Abstract

There is significant variability in the quality of deceased-donor kidneys that are used for transplantation. The quality of the donor kidney has a direct effect on important clinical outcomes such as acute rejection, delayed graft function, and patient and allograft survival. Expanded-criteria donors (ECDs) refer to older kidney donors (> or =60 yr) or donors who are aged 50 to 59 yr and have two of the following three features: Hypertension, terminal serum creatinine >1.5 mg/dl, or death from cerebrovascular accident. By definition, ECD kidneys have a 70% greater likelihood of failure compared with one from a 35-yr-old male donor who died from a motor vehicle accident. Donation after cardiac death (DCD) is a small but rapidly growing fraction of donors. An ECD kidney transplant recipient has a projected average added-life-years of 5.1 yr compared with 10 yr for a kidney recipient from a standard-criteria donor. Kidney transplantation from DCD seems to have similar allograft and patient survival compared with kidney from donation after brain death; however DCD transplantation has a 42 to 51% risk for delayed graft function (need for at least one dialysis treatment during the first week after transplantation) compared with 24% in an standard-criteria donor kidney transplant. Familiarity with the comprehensive allocation rules governing different categories of deceased-donor kidneys by the nephrologists and dialysis team providers is essential to maximizing patient autonomy and to improve the outcomes of kidney transplantation.

§

**Work instruction 1**
Translate into Spanish this sentence from the abstract on deceased-donor kidneys: "Donation after cardiac death (DCD) is a small but rapidly growing fraction of donors."
**Work instruction 2**
Answer these questions from the abstract on deceased-donor kidneys.
(a) At what age is a kidney donor counted as an older expanded-criteria donor?
(b) What is the projected average added-life-years for an ECD kidney transplant recipient?
(c) What is the risk for delayed graft function in a standard-criteria donor kidney transplant?

(Items from a dataset)
§

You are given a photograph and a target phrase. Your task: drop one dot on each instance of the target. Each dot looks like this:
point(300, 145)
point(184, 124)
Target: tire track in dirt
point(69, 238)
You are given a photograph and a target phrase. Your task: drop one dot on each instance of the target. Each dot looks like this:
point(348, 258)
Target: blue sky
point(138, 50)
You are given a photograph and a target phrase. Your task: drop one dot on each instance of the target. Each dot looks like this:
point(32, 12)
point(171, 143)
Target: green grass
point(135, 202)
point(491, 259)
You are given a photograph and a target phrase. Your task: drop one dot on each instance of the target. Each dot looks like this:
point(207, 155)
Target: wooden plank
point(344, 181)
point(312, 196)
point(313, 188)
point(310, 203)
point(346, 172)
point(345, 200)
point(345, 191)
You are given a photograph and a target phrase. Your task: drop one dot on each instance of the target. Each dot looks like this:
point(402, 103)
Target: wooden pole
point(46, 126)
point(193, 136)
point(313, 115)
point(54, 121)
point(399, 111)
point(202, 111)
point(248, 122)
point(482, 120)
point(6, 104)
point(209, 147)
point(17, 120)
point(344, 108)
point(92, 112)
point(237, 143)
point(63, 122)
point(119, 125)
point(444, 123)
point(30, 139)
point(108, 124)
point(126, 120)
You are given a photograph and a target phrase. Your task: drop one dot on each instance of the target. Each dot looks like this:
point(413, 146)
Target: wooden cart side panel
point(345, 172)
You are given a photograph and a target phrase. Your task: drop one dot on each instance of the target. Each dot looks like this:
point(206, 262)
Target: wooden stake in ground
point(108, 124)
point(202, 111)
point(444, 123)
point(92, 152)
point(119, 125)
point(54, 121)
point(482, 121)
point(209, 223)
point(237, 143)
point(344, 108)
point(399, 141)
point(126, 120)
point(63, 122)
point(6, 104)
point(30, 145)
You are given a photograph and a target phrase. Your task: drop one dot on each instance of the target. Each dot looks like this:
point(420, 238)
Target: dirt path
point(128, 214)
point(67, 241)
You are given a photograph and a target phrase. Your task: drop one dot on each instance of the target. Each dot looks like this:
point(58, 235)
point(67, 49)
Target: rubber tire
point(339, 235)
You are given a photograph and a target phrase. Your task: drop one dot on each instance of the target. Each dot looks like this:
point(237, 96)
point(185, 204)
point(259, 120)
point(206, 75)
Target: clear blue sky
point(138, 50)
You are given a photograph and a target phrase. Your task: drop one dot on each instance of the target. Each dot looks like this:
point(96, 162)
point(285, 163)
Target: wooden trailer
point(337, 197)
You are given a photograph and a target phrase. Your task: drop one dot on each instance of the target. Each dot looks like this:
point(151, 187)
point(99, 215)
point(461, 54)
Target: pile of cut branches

§

**Task output 1**
La donación tras muerte cardíaca (DCD) es una fracción pequeña pero de rápido crecimiento de los donantes.

**Task output 2**
(a) 60 years or older
(b) 5.1 years
(c) 24%